* _Passage_
────────────────────

Unconscious Competence

From Weekly I/O#110


Tacit knowledge is acquired through a process of moving from conscious incompetence to conscious competence to unconscious competence.

Article: Why Tacit Knowledge is More Important Than Deliberate Practice

There's always something we know how to do, but can never describe how to do it. Oftentimes, experts struggle explaining skills they perform effortlessly as well. That's tacit knowledge, a form of expertise you gain through repeated experience, not words alone.

All tacit knowledge is acquired through these three stages: you move from conscious incompetence to conscious competence to unconscious competence.

Take learning to ride a bike as an example. Initially, you're conscious of your incompetence: you just cannot balance on the bike. Gradually, you consciously learn the balance through trial and error. And finally, you ride automatically without thinking. At the final stage, describing exactly how you balance is challenging.

The final stage, unconscious competence, appears in many different fields. Experienced software engineers can quickly evaluate code but stumble when asked to explain their judgments clearly. They rely on intuition developed from countless hours of coding.

Aircraft mechanics show the same pattern. They intuitively diagnose complex issues based on subtle cues, a skill computerized systems have failed to replicate because intuition can't be easily encoded.

Taste is very similar. You can easily tell what's good music/art/cloth/architecture, you name it, and what's a bad one, but you can't describe precisely what your criteria are, especially when no options are laid down in front of you.

This tacit knowledge is also related to the concept of Procedural and Declarative Knowledge.

────────────────────

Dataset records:

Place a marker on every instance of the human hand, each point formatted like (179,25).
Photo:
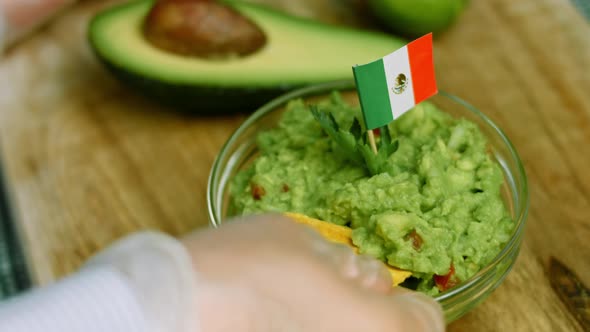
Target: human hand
(266,273)
(22,16)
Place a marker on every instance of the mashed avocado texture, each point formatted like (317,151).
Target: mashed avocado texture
(435,210)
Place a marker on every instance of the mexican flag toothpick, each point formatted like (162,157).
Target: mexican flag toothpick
(392,85)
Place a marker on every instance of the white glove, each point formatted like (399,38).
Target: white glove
(267,273)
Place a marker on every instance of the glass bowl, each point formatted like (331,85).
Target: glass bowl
(240,149)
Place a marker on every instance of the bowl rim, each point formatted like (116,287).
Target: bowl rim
(323,88)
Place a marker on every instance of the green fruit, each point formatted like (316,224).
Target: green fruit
(298,52)
(414,18)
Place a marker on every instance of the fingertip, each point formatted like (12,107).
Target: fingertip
(423,313)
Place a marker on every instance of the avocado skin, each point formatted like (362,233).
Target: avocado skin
(201,100)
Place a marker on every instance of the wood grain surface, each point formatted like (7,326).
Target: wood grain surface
(89,161)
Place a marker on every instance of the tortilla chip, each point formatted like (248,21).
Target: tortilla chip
(342,234)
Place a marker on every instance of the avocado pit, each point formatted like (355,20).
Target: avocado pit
(202,28)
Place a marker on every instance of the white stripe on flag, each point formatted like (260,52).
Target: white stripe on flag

────────────────────

* _Work request 1_
Could you repeat part of the passage on tacit knowledge word for word, beginning at the words "Taste is very" and stopping after "and Declarative Knowledge."?
* _Work request 2_
Answer these questions from the passage on tacit knowledge:
(a) Which everyday activity illustrates the three stages of acquiring tacit knowledge?
(b) What do experienced software engineers struggle to do when asked?
(c) Which skill of aircraft mechanics have computerized systems failed to replicate?

* _Problem solution 1_
Taste is very similar. You can easily tell what's good music/art/cloth/architecture, you name it, and what's a bad one, but you can't describe precisely what your criteria are, especially when no options are laid down in front of you.

This tacit knowledge is also related to the concept of Procedural and Declarative Knowledge.

* _Problem solution 2_
(a) Learning to ride a bike.
(b) Explain their judgments of code clearly.
(c) Intuitively diagnosing complex issues based on subtle cues.